[Collected data]

= = = = = = =

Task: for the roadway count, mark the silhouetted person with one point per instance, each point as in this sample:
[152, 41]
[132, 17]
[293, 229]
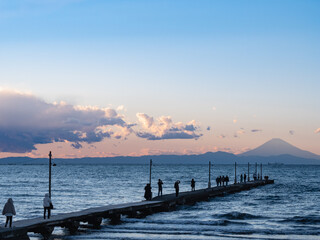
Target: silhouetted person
[47, 205]
[147, 192]
[254, 176]
[160, 187]
[9, 211]
[193, 185]
[176, 186]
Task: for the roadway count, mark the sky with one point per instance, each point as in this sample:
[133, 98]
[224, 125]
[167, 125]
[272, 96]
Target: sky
[93, 78]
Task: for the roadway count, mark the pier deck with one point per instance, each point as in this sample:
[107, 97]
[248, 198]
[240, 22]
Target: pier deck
[94, 216]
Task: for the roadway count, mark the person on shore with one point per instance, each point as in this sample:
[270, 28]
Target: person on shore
[176, 186]
[193, 185]
[9, 211]
[147, 192]
[47, 206]
[255, 177]
[160, 187]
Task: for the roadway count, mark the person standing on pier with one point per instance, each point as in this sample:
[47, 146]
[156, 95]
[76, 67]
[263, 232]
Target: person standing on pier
[217, 181]
[193, 185]
[9, 211]
[147, 192]
[160, 187]
[176, 186]
[47, 206]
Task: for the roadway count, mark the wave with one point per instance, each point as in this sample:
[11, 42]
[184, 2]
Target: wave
[309, 219]
[238, 216]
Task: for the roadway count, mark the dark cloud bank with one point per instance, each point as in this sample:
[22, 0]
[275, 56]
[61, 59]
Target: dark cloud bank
[27, 120]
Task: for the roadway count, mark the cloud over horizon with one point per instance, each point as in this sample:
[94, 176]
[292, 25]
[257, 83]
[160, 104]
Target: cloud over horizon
[165, 128]
[27, 120]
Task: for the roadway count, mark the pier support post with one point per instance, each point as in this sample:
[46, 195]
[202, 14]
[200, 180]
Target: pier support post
[45, 232]
[115, 219]
[95, 221]
[72, 226]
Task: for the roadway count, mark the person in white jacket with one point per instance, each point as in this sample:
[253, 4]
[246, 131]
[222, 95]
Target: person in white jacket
[47, 205]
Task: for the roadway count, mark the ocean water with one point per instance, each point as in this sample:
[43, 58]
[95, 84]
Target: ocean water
[288, 209]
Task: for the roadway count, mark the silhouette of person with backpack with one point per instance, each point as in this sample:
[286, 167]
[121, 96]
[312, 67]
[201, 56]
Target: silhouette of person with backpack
[160, 187]
[147, 192]
[47, 206]
[176, 186]
[9, 211]
[193, 185]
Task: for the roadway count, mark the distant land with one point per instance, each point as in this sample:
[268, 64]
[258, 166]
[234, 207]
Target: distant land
[273, 151]
[276, 147]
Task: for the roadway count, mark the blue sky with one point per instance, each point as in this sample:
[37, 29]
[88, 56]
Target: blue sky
[235, 66]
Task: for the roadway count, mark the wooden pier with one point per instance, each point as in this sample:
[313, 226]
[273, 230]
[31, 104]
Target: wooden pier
[94, 216]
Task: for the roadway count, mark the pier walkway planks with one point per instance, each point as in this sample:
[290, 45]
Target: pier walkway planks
[94, 216]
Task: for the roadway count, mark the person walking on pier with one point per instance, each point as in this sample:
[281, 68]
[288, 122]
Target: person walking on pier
[193, 185]
[9, 211]
[47, 206]
[227, 180]
[176, 186]
[223, 180]
[217, 181]
[147, 192]
[160, 187]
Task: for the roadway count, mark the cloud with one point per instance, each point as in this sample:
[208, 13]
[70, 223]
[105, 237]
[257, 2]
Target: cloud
[165, 128]
[256, 130]
[27, 120]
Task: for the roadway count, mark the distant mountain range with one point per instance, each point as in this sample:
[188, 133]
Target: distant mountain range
[273, 151]
[276, 147]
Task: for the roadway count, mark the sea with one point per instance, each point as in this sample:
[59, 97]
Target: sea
[288, 209]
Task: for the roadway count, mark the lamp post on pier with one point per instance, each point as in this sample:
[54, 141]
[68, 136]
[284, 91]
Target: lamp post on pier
[50, 156]
[235, 172]
[150, 171]
[209, 183]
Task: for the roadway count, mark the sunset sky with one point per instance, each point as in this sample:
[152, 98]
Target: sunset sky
[107, 78]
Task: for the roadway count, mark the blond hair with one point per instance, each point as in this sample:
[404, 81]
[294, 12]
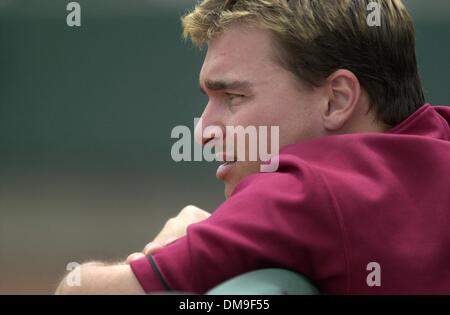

= = = = = = =

→ Set task:
Give every line of the listing above as a Markdown table with the columns "No." and "Line", one row per line, skipping blank lines. Leave the pictures out.

→ Result for this exercise:
| No. | Line |
|---|---|
| 1 | Task: for the roadway count, mark the silhouetted person with one point per instance, each point as in this sample: |
| 2 | [152, 41] |
| 3 | [132, 17] |
| 4 | [293, 229] |
| 5 | Target: silhouetted person |
| 6 | [47, 205] |
| 7 | [147, 192] |
| 8 | [254, 176] |
| 9 | [160, 187] |
| 10 | [9, 211] |
| 11 | [193, 185] |
| 12 | [176, 186] |
| 13 | Task: for the roadway count, mark the sky with one point per instance, each point as in this sample: |
| 14 | [133, 98] |
| 15 | [224, 125] |
| 16 | [167, 125] |
| 17 | [272, 96] |
| 18 | Target: sky |
| 19 | [93, 78] |
| 20 | Task: for the roadway count, mark the pier deck with one point per instance, each point as in this sample: |
| 21 | [107, 97] |
| 22 | [248, 198] |
| 23 | [240, 22] |
| 24 | Target: pier deck |
| 25 | [94, 216] |
| 26 | Task: for the roadway count, mark the person on shore with one point per instance, each point as in this sample: |
| 27 | [270, 28] |
| 28 | Target: person on shore |
| 29 | [176, 186] |
| 30 | [193, 185] |
| 31 | [9, 211] |
| 32 | [147, 192] |
| 33 | [47, 206] |
| 34 | [255, 177] |
| 35 | [160, 187] |
| 36 | Task: for the roadway count, mark the person standing on pier with one point per instance, each point as in this sample: |
| 37 | [47, 146] |
| 38 | [156, 95] |
| 39 | [76, 67] |
| 40 | [263, 232] |
| 41 | Target: person standing on pier |
| 42 | [217, 181] |
| 43 | [193, 185] |
| 44 | [9, 211] |
| 45 | [147, 192] |
| 46 | [160, 187] |
| 47 | [176, 186] |
| 48 | [47, 206] |
| 49 | Task: for the roadway count, mark the wave with one point per instance, each point as in this sample: |
| 50 | [11, 42] |
| 51 | [184, 2] |
| 52 | Target: wave |
| 53 | [309, 219] |
| 54 | [238, 216] |
| 55 | Task: for the roadway count, mark the dark cloud bank with one point per instance, each point as in this sample: |
| 56 | [22, 0] |
| 57 | [275, 56] |
| 58 | [61, 59] |
| 59 | Target: dark cloud bank |
| 60 | [27, 120] |
| 61 | Task: for the roadway count, mark the cloud over horizon with one point per instance, each point as in this sample: |
| 62 | [94, 176] |
| 63 | [292, 25] |
| 64 | [257, 83] |
| 65 | [160, 104] |
| 66 | Target: cloud over horizon |
| 67 | [165, 128] |
| 68 | [27, 120] |
| 69 | Task: for the roadway count, mark the pier support post with one point per instance, each point as in this sample: |
| 70 | [46, 195] |
| 71 | [202, 14] |
| 72 | [200, 180] |
| 73 | Target: pier support post |
| 74 | [45, 232] |
| 75 | [115, 219] |
| 76 | [95, 221] |
| 77 | [72, 226] |
| 78 | Task: for the roadway count, mark the person in white jacket with one point per instance, each point as in this sample: |
| 79 | [253, 4] |
| 80 | [246, 131] |
| 81 | [222, 95] |
| 82 | Target: person in white jacket |
| 83 | [47, 205] |
| 84 | Task: for the roadway count, mark the ocean water with one point per instance, each point as in this sample: |
| 85 | [43, 58] |
| 86 | [95, 84] |
| 87 | Target: ocean water |
| 88 | [288, 209] |
| 89 | Task: for the roadway count, mark the silhouette of person with backpack with one point per instance, each point as in this sample: |
| 90 | [286, 167] |
| 91 | [121, 96] |
| 92 | [312, 67] |
| 93 | [201, 56] |
| 94 | Target: silhouette of person with backpack |
| 95 | [160, 187] |
| 96 | [147, 192] |
| 97 | [47, 206] |
| 98 | [176, 186] |
| 99 | [9, 211] |
| 100 | [193, 185] |
| 101 | Task: for the roadway count, mark the distant land with one point per instance, each point as in this sample: |
| 102 | [268, 64] |
| 103 | [258, 166] |
| 104 | [234, 207] |
| 105 | Target: distant land |
| 106 | [273, 151] |
| 107 | [276, 147] |
| 108 | Task: for the roadway count, mark the blue sky with one point per instance, each point as in this sample: |
| 109 | [37, 29] |
| 110 | [88, 56] |
| 111 | Target: blue sky |
| 112 | [235, 66] |
| 113 | Task: for the roadway count, mark the wooden pier with one point per instance, each point as in this sample: |
| 114 | [313, 226] |
| 115 | [273, 230] |
| 116 | [31, 104] |
| 117 | Target: wooden pier |
| 118 | [94, 216] |
| 119 | Task: for the roadway count, mark the pier walkway planks with one point per instance, each point as in this sample: |
| 120 | [290, 45] |
| 121 | Target: pier walkway planks |
| 122 | [94, 216] |
| 123 | Task: for the roadway count, mark the person walking on pier with one point per instance, each point as in this sample: |
| 124 | [281, 68] |
| 125 | [288, 122] |
| 126 | Target: person walking on pier |
| 127 | [193, 185] |
| 128 | [9, 211] |
| 129 | [47, 206] |
| 130 | [227, 180] |
| 131 | [176, 186] |
| 132 | [223, 180] |
| 133 | [217, 181] |
| 134 | [147, 192] |
| 135 | [160, 187] |
| 136 | Task: for the roadway count, mark the cloud with one point per instance, each point as in this sample: |
| 137 | [208, 13] |
| 138 | [70, 223] |
| 139 | [105, 237] |
| 140 | [257, 2] |
| 141 | Target: cloud |
| 142 | [165, 128] |
| 143 | [256, 130] |
| 144 | [27, 120] |
| 145 | Task: for the roadway count, mark the distant mountain range with one point per instance, each point as in this sample: |
| 146 | [188, 133] |
| 147 | Target: distant mountain range |
| 148 | [273, 151] |
| 149 | [276, 147] |
| 150 | Task: for the roadway count, mark the sea with one point per instance, each point as in this sample: |
| 151 | [59, 97] |
| 152 | Target: sea |
| 153 | [288, 209] |
| 154 | Task: for the roadway count, mark the lamp post on pier with one point per instance, each point as in this sample: |
| 155 | [54, 141] |
| 156 | [68, 136] |
| 157 | [284, 91] |
| 158 | Target: lamp post on pier |
| 159 | [50, 156] |
| 160 | [235, 172] |
| 161 | [150, 171] |
| 162 | [209, 183] |
| 163 | Task: for the roadway count, mark the sunset sky with one point per instance, each point as in this sample: |
| 164 | [152, 98] |
| 165 | Target: sunset sky |
| 166 | [107, 78] |
| 167 | Task: for the roadway count, mark the blond hair with one point per instance, each point as in this sample: |
| 168 | [404, 81] |
| 169 | [294, 12] |